- Available data
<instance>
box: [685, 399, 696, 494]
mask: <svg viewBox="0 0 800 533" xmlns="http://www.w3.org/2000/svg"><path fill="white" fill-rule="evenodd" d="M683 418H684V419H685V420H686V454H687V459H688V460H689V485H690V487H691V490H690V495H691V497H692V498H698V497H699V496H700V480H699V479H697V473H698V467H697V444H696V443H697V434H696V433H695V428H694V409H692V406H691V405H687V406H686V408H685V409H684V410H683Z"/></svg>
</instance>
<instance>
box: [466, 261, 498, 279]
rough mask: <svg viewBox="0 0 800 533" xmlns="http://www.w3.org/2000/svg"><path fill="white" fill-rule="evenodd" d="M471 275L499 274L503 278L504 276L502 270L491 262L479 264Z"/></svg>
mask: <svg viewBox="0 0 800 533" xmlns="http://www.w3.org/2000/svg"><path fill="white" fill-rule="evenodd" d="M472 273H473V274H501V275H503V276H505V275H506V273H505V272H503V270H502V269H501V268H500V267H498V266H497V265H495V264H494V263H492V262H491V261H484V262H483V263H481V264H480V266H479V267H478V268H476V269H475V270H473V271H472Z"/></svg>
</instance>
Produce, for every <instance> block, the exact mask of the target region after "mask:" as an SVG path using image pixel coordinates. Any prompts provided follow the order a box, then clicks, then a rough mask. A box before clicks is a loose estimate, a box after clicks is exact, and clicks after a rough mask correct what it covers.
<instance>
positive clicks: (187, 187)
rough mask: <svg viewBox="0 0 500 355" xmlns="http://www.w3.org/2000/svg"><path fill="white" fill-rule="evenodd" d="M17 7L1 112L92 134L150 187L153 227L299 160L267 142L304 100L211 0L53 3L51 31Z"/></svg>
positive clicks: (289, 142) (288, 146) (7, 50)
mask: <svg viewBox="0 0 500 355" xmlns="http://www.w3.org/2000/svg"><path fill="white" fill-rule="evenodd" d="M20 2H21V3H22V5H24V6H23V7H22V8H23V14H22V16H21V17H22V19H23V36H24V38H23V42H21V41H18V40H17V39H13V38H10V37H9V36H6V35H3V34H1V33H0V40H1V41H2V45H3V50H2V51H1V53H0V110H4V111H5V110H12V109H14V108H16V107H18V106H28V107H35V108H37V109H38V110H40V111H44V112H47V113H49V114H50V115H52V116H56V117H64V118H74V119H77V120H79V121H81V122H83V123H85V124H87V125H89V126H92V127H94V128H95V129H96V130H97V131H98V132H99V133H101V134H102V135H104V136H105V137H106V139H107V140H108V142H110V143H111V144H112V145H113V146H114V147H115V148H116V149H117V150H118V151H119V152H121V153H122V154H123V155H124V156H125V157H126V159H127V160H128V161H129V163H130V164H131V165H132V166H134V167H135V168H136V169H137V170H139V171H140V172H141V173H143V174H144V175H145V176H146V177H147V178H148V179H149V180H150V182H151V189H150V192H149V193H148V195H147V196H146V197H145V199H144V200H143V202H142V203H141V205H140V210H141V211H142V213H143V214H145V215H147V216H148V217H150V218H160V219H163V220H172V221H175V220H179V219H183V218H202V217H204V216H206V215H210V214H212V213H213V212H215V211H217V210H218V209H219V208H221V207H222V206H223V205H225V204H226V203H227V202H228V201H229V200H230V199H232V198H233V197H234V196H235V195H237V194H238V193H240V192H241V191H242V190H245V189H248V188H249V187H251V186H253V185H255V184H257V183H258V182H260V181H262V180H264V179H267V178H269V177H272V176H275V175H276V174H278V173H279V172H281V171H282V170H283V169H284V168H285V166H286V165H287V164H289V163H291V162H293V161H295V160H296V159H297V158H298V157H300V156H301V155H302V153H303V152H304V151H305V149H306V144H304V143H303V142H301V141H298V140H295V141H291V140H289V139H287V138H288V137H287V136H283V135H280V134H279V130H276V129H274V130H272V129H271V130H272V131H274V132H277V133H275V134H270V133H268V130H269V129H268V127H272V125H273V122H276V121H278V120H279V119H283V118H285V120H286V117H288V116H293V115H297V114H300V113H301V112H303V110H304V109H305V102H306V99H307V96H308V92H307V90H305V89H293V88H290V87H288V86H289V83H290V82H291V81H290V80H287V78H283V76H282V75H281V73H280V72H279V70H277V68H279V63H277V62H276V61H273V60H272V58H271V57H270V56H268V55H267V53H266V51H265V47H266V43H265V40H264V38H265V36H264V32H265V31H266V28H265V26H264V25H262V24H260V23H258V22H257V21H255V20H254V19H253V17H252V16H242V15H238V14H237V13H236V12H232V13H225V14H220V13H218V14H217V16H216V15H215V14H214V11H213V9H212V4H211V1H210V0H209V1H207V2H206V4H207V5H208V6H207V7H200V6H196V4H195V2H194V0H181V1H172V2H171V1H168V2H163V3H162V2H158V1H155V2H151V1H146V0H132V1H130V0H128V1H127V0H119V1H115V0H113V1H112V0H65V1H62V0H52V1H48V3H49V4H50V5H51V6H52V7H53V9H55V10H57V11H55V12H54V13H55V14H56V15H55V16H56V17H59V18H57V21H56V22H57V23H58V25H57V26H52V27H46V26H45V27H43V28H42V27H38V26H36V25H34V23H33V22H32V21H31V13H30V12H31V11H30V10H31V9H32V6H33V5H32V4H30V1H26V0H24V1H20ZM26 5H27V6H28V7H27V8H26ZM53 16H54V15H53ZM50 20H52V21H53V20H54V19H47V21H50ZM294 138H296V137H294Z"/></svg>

- Work instructions
Word for word, repeat the data from its first line through the line with "box: [466, 261, 498, 279]", including both of those lines and no others.

- Reply to the exercise
<instance>
box: [685, 399, 696, 494]
mask: <svg viewBox="0 0 800 533" xmlns="http://www.w3.org/2000/svg"><path fill="white" fill-rule="evenodd" d="M683 418H684V419H685V420H686V454H687V459H688V460H689V485H690V487H691V490H690V495H691V497H692V498H698V497H699V496H700V480H699V479H697V473H698V467H697V444H696V443H697V434H696V433H695V428H694V409H692V406H691V405H687V406H686V408H685V409H684V410H683Z"/></svg>
</instance>
<instance>
box: [466, 261, 498, 279]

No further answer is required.